=== DATA FOR THIS TASK ===

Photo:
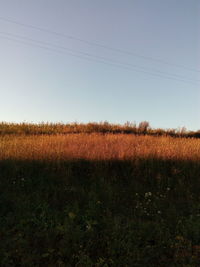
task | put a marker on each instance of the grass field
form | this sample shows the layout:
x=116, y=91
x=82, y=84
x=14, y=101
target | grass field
x=99, y=200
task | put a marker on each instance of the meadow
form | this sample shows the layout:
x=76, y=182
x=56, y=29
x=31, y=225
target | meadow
x=99, y=199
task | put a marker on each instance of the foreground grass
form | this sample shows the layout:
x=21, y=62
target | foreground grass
x=93, y=200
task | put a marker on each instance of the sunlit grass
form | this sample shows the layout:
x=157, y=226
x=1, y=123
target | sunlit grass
x=97, y=147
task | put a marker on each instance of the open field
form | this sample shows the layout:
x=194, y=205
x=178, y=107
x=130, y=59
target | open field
x=99, y=200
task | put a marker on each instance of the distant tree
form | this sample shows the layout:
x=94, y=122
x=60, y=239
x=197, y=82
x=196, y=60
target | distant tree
x=143, y=127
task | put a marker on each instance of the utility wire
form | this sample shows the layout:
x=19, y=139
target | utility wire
x=94, y=56
x=97, y=44
x=94, y=60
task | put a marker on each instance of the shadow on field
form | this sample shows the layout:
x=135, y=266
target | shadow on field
x=142, y=212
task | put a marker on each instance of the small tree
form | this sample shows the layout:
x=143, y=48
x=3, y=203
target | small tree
x=143, y=127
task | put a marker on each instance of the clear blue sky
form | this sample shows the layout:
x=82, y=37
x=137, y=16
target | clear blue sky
x=154, y=76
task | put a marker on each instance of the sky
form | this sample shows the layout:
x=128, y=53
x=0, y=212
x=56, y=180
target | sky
x=100, y=60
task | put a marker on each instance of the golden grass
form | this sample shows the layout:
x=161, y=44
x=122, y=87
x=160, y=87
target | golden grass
x=97, y=147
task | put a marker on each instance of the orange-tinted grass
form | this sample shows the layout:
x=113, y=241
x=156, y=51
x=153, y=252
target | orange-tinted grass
x=97, y=147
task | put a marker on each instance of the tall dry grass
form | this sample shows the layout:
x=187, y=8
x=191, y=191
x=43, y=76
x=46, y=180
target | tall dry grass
x=97, y=147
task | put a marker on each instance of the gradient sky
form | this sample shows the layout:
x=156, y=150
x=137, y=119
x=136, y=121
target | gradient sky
x=154, y=76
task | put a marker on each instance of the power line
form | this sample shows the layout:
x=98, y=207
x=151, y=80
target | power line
x=97, y=44
x=95, y=60
x=94, y=56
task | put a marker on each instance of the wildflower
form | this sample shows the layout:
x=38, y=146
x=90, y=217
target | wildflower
x=148, y=194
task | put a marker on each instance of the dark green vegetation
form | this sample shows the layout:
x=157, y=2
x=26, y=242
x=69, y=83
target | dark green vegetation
x=93, y=127
x=100, y=213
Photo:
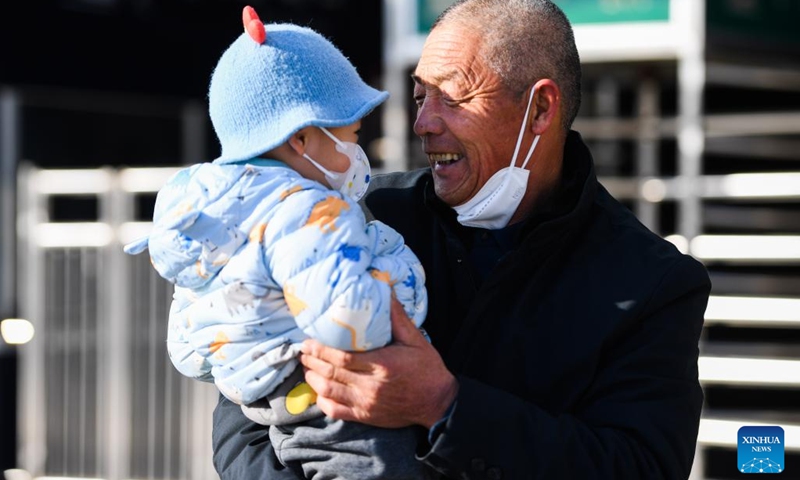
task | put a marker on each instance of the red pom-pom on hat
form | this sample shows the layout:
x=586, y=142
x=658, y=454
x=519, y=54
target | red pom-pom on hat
x=253, y=25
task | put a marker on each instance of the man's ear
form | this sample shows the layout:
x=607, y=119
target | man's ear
x=546, y=109
x=299, y=141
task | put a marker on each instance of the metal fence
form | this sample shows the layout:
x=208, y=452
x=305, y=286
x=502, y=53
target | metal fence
x=99, y=396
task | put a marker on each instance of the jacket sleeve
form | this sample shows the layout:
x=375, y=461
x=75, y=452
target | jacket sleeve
x=336, y=287
x=242, y=449
x=625, y=426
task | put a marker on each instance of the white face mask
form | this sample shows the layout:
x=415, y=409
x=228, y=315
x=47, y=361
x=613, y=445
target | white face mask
x=354, y=181
x=498, y=199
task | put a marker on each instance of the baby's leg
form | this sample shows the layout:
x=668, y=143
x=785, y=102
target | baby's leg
x=327, y=449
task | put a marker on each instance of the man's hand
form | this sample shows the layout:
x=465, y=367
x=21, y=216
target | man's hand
x=401, y=384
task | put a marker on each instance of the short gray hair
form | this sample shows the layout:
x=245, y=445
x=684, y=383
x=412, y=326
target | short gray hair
x=525, y=41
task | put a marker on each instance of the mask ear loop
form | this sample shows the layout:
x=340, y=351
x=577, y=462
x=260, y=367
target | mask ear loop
x=332, y=136
x=324, y=170
x=521, y=134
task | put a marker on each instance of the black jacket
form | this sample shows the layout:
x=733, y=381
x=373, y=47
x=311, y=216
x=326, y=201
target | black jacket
x=576, y=356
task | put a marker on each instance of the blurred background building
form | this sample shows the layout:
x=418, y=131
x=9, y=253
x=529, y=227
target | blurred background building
x=691, y=109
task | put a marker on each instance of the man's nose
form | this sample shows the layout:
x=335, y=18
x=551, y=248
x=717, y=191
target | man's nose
x=429, y=120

===

> SHORT EXERCISE
Copy out the records word for word, from their start up to and including the line that contains "x=142, y=212". Leave the pictures out.

> ANSWER
Photo:
task | put a marker on each instance of the grass field
form | this sample shows the layout:
x=116, y=91
x=82, y=84
x=14, y=101
target | grass field
x=99, y=200
task | put a marker on each instance of the meadow
form | this sample shows the layout:
x=76, y=182
x=56, y=29
x=31, y=225
target | meadow
x=99, y=199
task | put a marker on each instance of the foreground grass
form | this sample shows the layout:
x=21, y=62
target | foreground grass
x=93, y=200
task | put a marker on each instance of the sunlit grass
form | this sample shows the layout:
x=157, y=226
x=1, y=123
target | sunlit grass
x=97, y=147
task | put a marker on each instance of the open field
form | this sample shows the layout:
x=194, y=205
x=178, y=107
x=130, y=59
target | open field
x=99, y=200
task | put a marker on each instance of the distant tree
form | this sample shows the layout:
x=94, y=122
x=60, y=239
x=197, y=82
x=196, y=60
target | distant tree
x=143, y=127
task | put a marker on each instance of the utility wire
form | this sample shows the layout:
x=19, y=139
target | utility wire
x=94, y=56
x=97, y=44
x=94, y=60
task | put a marker on each instance of the shadow on field
form | this sample shows the layout:
x=135, y=266
target | shadow on field
x=142, y=212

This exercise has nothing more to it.